What you will do
Only lines with the word "through" are needed; collect each of them from the listing below.

Source information
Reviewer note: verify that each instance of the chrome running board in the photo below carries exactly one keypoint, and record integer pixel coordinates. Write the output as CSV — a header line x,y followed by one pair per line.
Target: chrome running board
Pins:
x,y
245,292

--

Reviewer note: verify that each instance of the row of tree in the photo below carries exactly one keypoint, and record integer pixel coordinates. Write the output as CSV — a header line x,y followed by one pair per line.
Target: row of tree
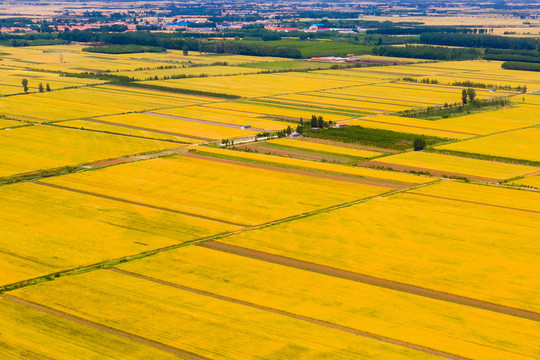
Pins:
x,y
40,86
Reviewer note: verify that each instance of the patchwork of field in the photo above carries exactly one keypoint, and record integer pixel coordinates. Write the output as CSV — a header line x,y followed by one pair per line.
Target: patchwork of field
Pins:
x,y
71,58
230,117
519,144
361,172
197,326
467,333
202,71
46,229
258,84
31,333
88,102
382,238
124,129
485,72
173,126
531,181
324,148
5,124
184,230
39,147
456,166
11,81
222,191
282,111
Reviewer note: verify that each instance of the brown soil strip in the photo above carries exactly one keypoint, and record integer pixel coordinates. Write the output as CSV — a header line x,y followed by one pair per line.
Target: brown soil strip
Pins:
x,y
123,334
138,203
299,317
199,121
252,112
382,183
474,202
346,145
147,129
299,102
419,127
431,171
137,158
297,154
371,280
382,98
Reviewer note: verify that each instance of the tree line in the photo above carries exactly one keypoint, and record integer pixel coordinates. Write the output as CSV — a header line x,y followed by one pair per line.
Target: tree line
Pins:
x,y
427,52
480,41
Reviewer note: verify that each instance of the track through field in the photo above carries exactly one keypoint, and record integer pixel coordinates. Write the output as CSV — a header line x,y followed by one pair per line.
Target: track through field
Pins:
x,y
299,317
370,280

* * *

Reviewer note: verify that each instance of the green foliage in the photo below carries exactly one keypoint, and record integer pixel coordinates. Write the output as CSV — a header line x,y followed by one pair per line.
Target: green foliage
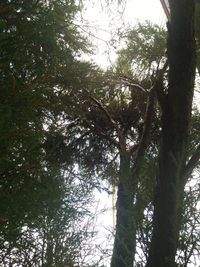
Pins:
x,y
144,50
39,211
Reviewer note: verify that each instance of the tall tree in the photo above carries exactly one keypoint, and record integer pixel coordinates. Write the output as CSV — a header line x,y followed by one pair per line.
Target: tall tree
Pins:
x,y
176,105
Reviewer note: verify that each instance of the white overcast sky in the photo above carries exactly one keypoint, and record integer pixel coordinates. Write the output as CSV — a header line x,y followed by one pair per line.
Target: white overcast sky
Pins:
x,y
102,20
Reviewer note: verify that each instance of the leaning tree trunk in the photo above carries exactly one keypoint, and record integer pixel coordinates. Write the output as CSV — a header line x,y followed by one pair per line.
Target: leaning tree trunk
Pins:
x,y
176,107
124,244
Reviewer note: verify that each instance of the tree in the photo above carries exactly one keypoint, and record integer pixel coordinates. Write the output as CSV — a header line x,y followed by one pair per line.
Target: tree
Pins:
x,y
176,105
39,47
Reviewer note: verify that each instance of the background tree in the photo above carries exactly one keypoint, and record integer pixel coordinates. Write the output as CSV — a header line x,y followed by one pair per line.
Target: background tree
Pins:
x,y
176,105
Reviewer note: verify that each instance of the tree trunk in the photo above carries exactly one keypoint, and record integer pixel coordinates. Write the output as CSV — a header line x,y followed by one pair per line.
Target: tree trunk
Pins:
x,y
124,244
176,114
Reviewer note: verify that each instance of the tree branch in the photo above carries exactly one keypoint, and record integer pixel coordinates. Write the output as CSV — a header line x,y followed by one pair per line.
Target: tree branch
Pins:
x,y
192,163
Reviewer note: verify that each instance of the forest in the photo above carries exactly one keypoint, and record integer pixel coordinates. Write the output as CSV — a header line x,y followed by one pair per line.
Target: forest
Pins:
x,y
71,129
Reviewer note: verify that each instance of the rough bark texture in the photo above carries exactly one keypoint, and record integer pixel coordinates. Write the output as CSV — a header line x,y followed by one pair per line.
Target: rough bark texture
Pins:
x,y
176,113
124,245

Answer section
Reviewer note: verify that each instance of the track through field in the photo above carries exactly one keypoint, and record integer pixel coordinates. Write the output as CSV — a header line x,y followed by one pair per line.
Target: track through field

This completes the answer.